= Document excerpt =
■ ■ ■ ■
One issue that frequently arises in divorce is which parent will be entitled to claim the child on their taxes. The IRS has strict rules concerning this, and the agency monitors tax filings closely to make sure both parents don’t claim the child in the same year. Tax issues are complicated anyway, and even more so when divorce is involved, which makes having an experienced divorce lawyer essential to help see which parent can claim their child on taxes. 

Orlando Family Team is dedicated to resolving Florida divorces in a way that maximizes benefits for our clients. We can discuss how your case will affect your taxes and explain your legal options. We will also go over changes made to the tax code in 2018 that may affect your child tax benefits after your divorce.

Dependency Exemption Versus Tax Credit: What’s The Difference?

Parents often get the terms “dependency exemption” and “tax credit” confused when it comes to claiming their children. Simply put, an exemption reduces your taxable income while a credit reduces your tax liability. Using a dependency exemption, you can exclude a certain amount of money from your taxable income. Meanwhile, with a child tax credit, you can reduce the overall amount you owe in taxes. You can only claim the child tax credit if you claim the child as a dependent; the two cannot be split between the parents.

Due to elimination of the dependency exemption in 2018 and through 2025 (discussed below), both exemptions and credits play a complicated role in how divorced parents can claim their children on taxes. Let’s first take a look at each benefit in turn.

Does Your Child Qualify As A Dependent?

Before claiming your child as a dependent, you have to determine whether your child is a qualified child. The IRS has five considerations:

  • The child must be your son, daughter, or step-child
  • The child must be under the age of 19 at the end of the year, a student under age 24, or permanently disabled
  • The child must have lived with you for more than half the year
  • The child cannot have provided more than half his or her own support during the year
  • The child cannot file a joint return for the year, e.g. with a spouse

These rules, however, become more complex when divorce or separation are involved. Indeed, it is possible for both parents to meet the above qualifications, and therefore be able to claim the child on their taxes. There are two ways to address this: by agreement or by the IRS “tiebreaker” rules.
■ ■ ■ ■
= Dataset section =
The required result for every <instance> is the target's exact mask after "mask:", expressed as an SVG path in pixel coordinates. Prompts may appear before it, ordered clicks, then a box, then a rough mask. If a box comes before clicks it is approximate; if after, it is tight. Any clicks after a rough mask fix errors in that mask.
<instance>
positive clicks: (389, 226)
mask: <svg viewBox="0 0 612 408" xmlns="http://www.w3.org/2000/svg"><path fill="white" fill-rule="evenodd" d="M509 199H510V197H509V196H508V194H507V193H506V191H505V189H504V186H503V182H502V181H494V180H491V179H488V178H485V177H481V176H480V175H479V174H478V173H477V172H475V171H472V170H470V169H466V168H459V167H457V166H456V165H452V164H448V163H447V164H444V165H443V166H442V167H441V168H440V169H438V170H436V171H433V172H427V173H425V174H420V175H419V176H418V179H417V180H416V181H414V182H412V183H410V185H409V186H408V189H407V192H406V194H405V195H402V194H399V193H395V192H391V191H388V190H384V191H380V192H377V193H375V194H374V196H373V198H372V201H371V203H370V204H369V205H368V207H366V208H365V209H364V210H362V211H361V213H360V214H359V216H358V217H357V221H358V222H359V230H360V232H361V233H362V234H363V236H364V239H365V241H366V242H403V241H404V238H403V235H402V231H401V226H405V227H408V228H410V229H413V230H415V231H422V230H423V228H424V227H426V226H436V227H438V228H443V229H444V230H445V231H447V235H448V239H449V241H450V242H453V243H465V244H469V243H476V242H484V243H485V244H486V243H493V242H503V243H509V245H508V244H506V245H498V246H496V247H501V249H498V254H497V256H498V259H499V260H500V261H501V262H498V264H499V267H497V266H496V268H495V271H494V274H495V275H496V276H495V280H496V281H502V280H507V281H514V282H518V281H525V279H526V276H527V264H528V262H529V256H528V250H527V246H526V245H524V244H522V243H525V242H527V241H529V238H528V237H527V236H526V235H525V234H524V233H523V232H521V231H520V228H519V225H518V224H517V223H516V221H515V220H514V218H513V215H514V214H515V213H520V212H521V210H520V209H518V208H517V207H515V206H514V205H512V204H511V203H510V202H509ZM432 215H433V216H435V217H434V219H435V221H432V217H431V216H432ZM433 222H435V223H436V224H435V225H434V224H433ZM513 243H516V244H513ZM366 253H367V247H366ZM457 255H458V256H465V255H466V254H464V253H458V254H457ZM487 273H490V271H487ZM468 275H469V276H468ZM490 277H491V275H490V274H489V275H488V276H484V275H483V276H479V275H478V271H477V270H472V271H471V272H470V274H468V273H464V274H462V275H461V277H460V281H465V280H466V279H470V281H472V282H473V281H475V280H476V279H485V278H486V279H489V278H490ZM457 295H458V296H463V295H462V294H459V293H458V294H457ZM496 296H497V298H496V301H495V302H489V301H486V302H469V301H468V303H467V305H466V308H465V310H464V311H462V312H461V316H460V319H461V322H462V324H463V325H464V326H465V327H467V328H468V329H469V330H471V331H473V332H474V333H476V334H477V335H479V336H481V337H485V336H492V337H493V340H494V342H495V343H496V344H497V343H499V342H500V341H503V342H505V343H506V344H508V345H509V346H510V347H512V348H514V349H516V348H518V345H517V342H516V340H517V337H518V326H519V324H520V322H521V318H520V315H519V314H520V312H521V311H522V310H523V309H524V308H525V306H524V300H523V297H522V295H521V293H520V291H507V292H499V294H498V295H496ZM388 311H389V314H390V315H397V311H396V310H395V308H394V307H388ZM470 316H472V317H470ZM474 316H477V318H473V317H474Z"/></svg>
■ ■ ■ ■
= What to work on =
Could you carry the article on which divorced parent can claim a child on taxes forward from its final sentence?

= Response =
When The Parties Agree on Who Can Claim a Child on Taxes After a Divorce

In many cases, the parties agree to alternate years in which they may claim the child as a dependent. If the parties have an even number of children, they can both claim the same number. Or you may wish to negotiate your right to claim your child as a dependent. Parents who can agree on who can claim the exemption, and in what years, should include this term as part of their separation agreement.

The IRS Tiebreaker Rules

If the parents can’t come to an agreement on who gets to claim the child, the IRS has tiebreaker rules that apply. The child will be treated as a dependent of the parent with whom the child spent more overnights during the tax year. If the child spent an equal amount with both parents, the parent with the higher adjusted gross income will get to claim the child.

Scenarios For Unmarried Parents

Some parents live with each other for part of the year without being married. During this time, and within the same tax year, there may not yet be a court-approved child support or child custody agreement. In cases like these, the parent who provided more than 50% of the child’s financial support can claim the child as a dependent.

Claiming The Child Tax Credit

Under current law, parents can claim a child tax credit of up to $2,000 per child under the age of 17, provided the child is a U.S. citizen. If the parent does not owe any income tax for the year, they can still claim a so-called “refundable” tax credit of up to $1,400 per child.

2018 Rule Changes

Changes made to the tax code in 2018 eliminated the dependency exemption but provided a non-refundable $500 tax credit for other dependents who are not covered by the $2,000 tax credit. The dependency exemption is suspended from 2018 until 2025.

Although the dependency exemption will not exist until at least 2025, pre-2018 agreements concerning the exemption could still have an impact. Custodial parents who waived their right to claim a dependent were required to sign IRS Form 8332, which is a waiver, or a substantially similar document. The waiver could be in effect for either one year or several years, and the noncustodial parent would attach it to his or her taxes to claim the dependent.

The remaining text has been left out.